Everything You Need to Start Solid Food with Baby

It may be tough to imagine when your little one arrives, but starting solids with your baby is going to happen faster than you may think. It’s probably one of the most fun milestones over baby’s first year (and one of the messiest!)—but there’s a lot to think about too.

From knowing when babies can start eating solids to figuring out the best first foods, high chair, spoon and more, it’s easy to get overloaded with information and bogged down by all the decisions. We’re answering some of the most common questions when it comes to starting solids with your baby and helping you figure out the best gear to get, what to skip and why.

Common Questions on Starting Solids

Confused on what the right time is to start solids with your little one? Don’t know baby-led weaning from pouches and purees? Here are the answers to some of the most frequently asked questions around starting solids with your baby.

When can babies eat solid food?

According to the American Academy of Pediatrics (AAP), breast milk or formula should be the sole source of nutrition for your baby for the first six months, and once you introduce solids, it should be the primary source of nutrition until they turn one. While each baby will grow and develop at their own rate, there are a few signs to look for to let you know your little one is ready to start solids. “Most healthy, full-term, typically developing babies are ready to start eating solid food around six months old,” says Jenny Best, founder of Solid Starts, “however, we like to look for developmental signs of readiness as well: whether baby can sit with minimal support; hold their head up strong and steady; reach and grab things bring them to the mouth; and lastly, showing some interest in eating.”

Be sure to check with your pediatrician prior to starting solids to get the go-ahead and talk through any questions or concerns you may have.

What are the best first solid foods for baby?

Baby cereals have traditionally been a common first food for babies—but not anymore. While there’s nothing wrong with baby cereal (it’s a great source of iron, especially for breastfed babies who are at a greater risk of iron deficiency), there’s no medical evidence that introducing solid foods in any particular order has any advantages or disadvantages for your baby. There’s also no evidence that starting with fruits before vegetables will cause your baby to develop a dislike for veggies. Best recommends focusing on “nutrient-dense foods, and in particular, those that offer iron, protein and fat.”

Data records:
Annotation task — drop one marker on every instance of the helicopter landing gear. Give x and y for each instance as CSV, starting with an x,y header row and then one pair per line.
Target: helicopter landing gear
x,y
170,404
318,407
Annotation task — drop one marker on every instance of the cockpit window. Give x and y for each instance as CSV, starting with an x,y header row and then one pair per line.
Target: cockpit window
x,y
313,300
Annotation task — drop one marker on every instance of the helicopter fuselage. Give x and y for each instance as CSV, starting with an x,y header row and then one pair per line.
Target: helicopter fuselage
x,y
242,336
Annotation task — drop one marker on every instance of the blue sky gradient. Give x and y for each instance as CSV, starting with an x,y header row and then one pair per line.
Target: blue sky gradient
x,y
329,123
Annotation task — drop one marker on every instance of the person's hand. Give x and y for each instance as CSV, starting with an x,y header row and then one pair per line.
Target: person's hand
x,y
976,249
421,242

* * *

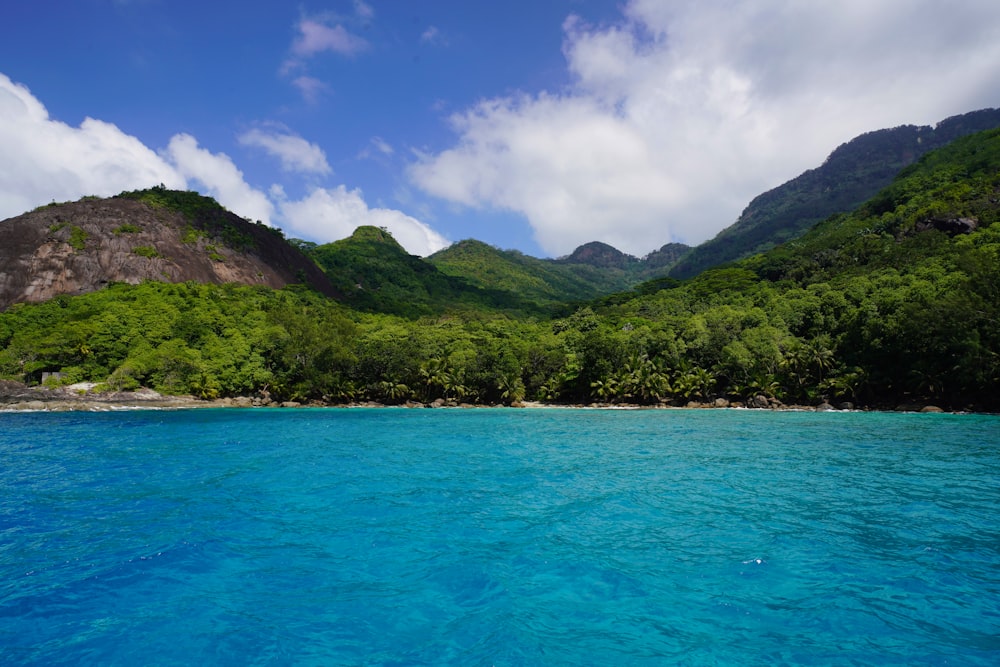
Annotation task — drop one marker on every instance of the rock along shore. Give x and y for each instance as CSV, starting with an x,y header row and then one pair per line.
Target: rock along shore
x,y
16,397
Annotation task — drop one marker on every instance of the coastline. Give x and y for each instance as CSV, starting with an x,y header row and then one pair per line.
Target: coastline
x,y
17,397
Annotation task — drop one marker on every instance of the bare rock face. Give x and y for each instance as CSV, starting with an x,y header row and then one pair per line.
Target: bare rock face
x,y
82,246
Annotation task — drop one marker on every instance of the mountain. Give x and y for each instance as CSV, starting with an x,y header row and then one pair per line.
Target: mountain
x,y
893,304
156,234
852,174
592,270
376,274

--

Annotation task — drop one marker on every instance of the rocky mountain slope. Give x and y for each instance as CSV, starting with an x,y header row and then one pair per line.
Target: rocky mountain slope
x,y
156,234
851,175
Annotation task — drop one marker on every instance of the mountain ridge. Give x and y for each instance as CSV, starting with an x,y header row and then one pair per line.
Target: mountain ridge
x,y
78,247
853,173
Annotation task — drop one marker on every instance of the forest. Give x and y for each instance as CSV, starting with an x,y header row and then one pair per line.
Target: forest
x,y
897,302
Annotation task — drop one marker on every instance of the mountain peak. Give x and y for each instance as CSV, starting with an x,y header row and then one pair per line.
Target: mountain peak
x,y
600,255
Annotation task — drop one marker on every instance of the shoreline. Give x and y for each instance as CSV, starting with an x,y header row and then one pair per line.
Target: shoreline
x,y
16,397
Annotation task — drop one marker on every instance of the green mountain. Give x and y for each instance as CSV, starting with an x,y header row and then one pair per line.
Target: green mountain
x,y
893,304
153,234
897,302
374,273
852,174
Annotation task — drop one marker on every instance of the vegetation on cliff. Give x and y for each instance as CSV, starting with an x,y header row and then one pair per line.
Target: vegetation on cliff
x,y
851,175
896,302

## Task objective
List the developmental signs of readiness for solid food that Jenny Best names in the starting-solids article. The records are separate material, apart from the starting-solids article.

## Response to the exercise
- Sitting with minimal support
- Holding the head up strong and steady
- Reaching for and grabbing things and bringing them to the mouth
- Showing some interest in eating